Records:
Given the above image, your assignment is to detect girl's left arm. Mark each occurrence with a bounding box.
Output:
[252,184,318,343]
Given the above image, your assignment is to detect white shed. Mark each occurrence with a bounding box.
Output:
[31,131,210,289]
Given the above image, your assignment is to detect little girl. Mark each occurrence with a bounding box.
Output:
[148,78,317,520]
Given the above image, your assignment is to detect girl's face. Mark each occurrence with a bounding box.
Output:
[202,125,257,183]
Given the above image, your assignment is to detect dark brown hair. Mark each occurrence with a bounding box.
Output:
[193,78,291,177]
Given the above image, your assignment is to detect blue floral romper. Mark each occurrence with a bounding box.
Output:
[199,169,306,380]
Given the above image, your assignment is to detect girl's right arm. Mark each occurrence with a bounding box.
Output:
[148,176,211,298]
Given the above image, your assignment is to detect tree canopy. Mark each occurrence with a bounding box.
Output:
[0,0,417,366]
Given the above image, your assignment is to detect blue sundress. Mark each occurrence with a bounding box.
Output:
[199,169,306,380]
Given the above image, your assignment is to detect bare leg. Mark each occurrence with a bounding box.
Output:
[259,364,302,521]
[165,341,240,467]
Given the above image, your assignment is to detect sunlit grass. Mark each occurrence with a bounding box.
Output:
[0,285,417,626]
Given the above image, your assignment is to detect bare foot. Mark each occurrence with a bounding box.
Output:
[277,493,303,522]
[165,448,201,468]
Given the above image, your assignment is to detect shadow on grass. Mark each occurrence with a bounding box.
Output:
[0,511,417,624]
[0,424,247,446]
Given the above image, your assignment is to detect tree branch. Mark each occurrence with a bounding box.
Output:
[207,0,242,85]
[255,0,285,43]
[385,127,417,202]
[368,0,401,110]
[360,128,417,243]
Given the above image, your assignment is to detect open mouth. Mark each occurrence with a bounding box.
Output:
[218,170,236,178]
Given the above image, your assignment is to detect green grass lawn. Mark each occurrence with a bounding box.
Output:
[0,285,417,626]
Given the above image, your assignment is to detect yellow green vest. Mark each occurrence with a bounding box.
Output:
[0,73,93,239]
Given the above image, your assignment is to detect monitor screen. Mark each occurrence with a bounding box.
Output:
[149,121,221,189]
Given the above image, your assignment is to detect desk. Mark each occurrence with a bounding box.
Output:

◆ What needs to be done: Rewrite the records from the start through the line containing "[202,125,257,183]", keeping every request line, and shift each bounding-box coordinate in the answers up by 106.

◆ Answer below:
Given the above image, your assignment is to detect girl's left arm. Mark each occurrence with a bounding box.
Output:
[358,290,424,449]
Given the above image, your assignment is to detect white shed. Mark each occurrence with a bounding box.
Output:
[137,237,316,395]
Given the above image, your assignment is to detect little girl. Mark each occurrence with a bounding box.
Output:
[254,184,423,626]
Given the above image, your assignment is to detect girl's face. Mark each occurrence with a bounding box.
Output:
[308,231,363,289]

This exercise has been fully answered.